[STUDY TEXT]
--- say ---

old school: economy class notes: mr. rolle's first year japanese class

"Well, I'm not out to screw you!"

"Well, I'm a man though."

"Helenski-sensei who is the other Japanese sensei who is a Japanese teacher who is a Japanese person."

"You can bring me an apple."

"There were these two old Japanese women in Japan..."

[re: Japanese custom of bowing; the lower you bow, the more respect they have for you]
"And my friend's 80-year-old mother went lower and lower, but she's just polite like that."

[re: Ms. Lorenzo]
"Does anyone want the job of kicking her out before class?"

[re: Jane kicks Ms. Lorenzo out the next day]
"I didn't mean to actually kick her out."

"The ho has a clear top."

"The ho doesn't stick out or else it looks like ma."

[re: Hiragana "mu" ]
"It's not 'moo,' that's how cows speak Japanese."

Mr. Rolle: "Mooo. Class, mooo."
<class "moos">
Mr. Rolle: "Moo ichido. Everyone, mooo."

<to freshman girl Chris for staring off into space and laughing>
"Stop taking drugs before class."

<looking over at someone's sloppy homework>
"What's wrong with your homework?"
<student looks up at Mr. Rolle>
"What's wrong with your face?"
[/STUDY TEXT]
[RECORD SET]
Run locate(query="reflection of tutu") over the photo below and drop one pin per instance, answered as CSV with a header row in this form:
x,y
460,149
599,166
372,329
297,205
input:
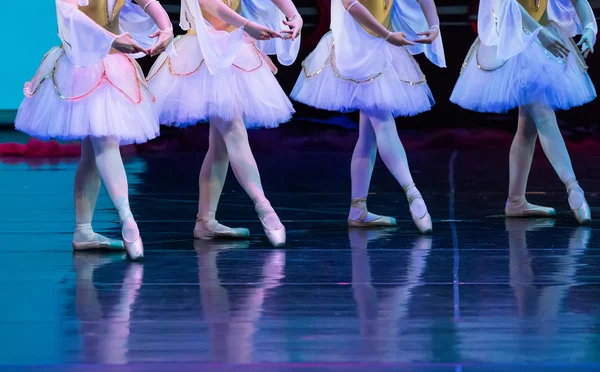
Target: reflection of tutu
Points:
x,y
109,99
400,87
487,84
187,93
[/RECORD SET]
» WHAT THE TASK ASKS:
Answer these questions from the notes on Mr. Rolle's first-year Japanese class:
(a) In the Japanese custom of bowing, what does bowing lower show?
(b) Who kicks Ms. Lorenzo out the next day?
(c) If the ho sticks out, what does it look like?

» ANSWER SECTION:
(a) More respect for the other person.
(b) Jane.
(c) Ma.